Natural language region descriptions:
-----

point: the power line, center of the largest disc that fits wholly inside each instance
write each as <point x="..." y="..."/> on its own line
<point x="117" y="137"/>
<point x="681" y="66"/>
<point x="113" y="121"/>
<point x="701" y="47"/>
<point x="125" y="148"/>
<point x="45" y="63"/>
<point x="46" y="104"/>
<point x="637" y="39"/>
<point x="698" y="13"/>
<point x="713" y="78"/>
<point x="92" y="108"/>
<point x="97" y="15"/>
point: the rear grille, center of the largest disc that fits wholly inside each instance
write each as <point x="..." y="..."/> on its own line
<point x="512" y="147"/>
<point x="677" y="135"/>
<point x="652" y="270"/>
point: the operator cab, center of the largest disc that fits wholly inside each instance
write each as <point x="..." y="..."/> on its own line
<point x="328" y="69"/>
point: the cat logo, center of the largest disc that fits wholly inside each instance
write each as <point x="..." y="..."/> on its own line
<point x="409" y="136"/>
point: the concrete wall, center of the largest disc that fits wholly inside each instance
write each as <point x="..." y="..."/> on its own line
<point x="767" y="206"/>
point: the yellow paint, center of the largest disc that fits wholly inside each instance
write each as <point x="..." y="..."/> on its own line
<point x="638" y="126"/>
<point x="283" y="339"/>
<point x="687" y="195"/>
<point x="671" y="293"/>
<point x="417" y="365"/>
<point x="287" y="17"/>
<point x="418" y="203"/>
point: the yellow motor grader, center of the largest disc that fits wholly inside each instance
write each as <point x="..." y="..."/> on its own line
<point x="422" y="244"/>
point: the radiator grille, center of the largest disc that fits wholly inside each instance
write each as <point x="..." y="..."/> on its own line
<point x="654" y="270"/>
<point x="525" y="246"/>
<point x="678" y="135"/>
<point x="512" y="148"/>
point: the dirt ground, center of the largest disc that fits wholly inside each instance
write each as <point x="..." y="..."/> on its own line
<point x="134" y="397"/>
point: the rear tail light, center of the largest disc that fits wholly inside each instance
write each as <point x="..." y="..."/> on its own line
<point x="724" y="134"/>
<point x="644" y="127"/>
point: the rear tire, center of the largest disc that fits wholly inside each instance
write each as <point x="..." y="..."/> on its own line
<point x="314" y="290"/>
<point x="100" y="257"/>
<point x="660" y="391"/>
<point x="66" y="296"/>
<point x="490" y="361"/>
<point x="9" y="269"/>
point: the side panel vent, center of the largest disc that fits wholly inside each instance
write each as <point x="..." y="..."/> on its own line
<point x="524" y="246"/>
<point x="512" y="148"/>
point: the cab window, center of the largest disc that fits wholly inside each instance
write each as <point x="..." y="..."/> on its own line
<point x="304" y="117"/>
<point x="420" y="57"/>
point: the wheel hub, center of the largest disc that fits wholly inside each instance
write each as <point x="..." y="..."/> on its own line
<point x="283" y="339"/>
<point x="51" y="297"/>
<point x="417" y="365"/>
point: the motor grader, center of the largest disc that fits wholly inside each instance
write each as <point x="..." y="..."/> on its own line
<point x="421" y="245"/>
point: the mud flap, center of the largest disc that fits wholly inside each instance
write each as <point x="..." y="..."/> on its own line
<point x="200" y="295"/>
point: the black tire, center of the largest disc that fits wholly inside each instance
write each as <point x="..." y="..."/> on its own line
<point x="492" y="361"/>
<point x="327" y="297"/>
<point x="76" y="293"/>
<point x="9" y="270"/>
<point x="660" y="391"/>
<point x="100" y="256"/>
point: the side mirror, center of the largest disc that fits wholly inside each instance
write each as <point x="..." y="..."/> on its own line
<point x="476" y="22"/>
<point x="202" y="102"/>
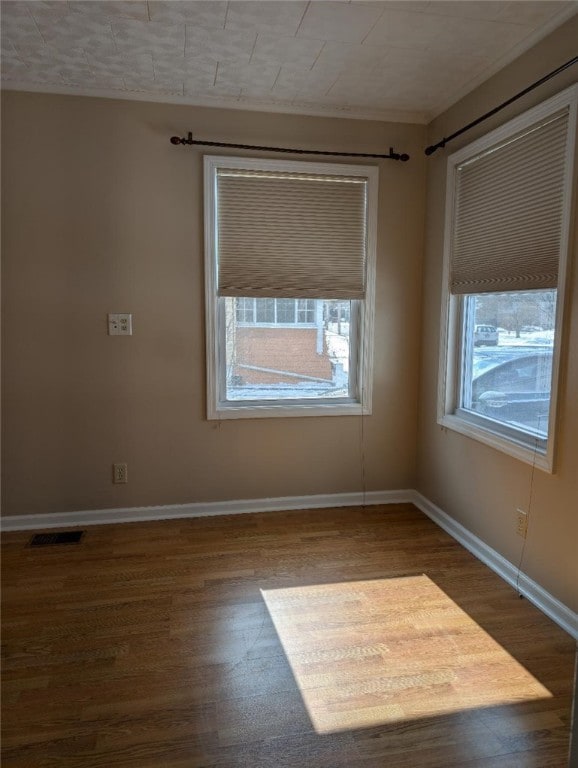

-----

◆ **Required work**:
Search the entries for the word "yellow" and copy every line that holds it.

◆ **Result below**:
point: the yellow paint, center of the largest disc that fits wholly inside each instance
point: the yellow motor grader, center of the largest disc that fits wholly inside each instance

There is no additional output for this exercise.